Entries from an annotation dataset
____________________

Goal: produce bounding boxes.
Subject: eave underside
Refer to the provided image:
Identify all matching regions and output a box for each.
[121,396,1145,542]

____________________

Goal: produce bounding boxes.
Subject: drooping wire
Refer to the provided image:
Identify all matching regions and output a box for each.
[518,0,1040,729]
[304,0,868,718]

____________________

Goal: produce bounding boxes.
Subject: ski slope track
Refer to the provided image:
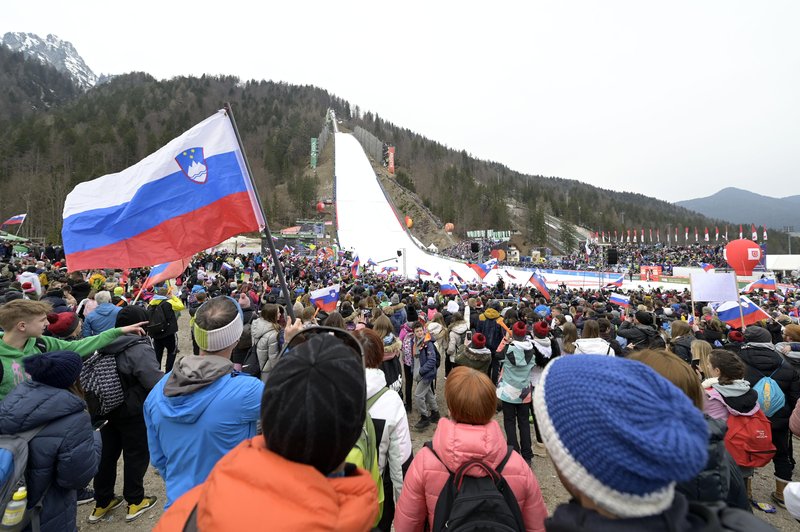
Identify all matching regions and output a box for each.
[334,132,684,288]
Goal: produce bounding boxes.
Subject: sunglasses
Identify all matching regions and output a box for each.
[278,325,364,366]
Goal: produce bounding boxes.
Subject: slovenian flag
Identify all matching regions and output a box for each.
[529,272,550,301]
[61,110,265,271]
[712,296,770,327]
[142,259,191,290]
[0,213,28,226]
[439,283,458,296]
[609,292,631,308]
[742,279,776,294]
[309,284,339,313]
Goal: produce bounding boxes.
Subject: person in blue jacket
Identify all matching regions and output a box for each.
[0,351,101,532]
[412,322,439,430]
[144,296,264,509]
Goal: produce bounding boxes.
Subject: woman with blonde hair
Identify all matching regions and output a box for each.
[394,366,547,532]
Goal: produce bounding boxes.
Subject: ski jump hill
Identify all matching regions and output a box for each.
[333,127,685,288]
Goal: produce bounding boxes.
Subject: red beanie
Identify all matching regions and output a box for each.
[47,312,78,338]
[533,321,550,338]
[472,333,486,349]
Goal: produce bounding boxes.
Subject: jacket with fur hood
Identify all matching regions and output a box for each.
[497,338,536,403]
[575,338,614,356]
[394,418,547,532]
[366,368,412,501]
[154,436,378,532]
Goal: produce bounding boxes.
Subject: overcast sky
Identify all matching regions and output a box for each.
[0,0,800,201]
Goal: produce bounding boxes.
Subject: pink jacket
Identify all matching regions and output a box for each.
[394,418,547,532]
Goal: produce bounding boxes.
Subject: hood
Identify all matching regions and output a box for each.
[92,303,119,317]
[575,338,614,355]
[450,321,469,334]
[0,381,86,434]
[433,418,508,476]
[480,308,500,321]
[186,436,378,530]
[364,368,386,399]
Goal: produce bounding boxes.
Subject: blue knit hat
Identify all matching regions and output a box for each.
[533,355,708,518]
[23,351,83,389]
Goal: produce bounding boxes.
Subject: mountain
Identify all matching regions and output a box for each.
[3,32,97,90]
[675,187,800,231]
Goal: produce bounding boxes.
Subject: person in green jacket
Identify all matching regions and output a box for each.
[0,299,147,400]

____________________

Exercise goal: Count the lines in the records that contain the string "blue", treating case as significant. Reply with the number alone.

Response for this exercise: 2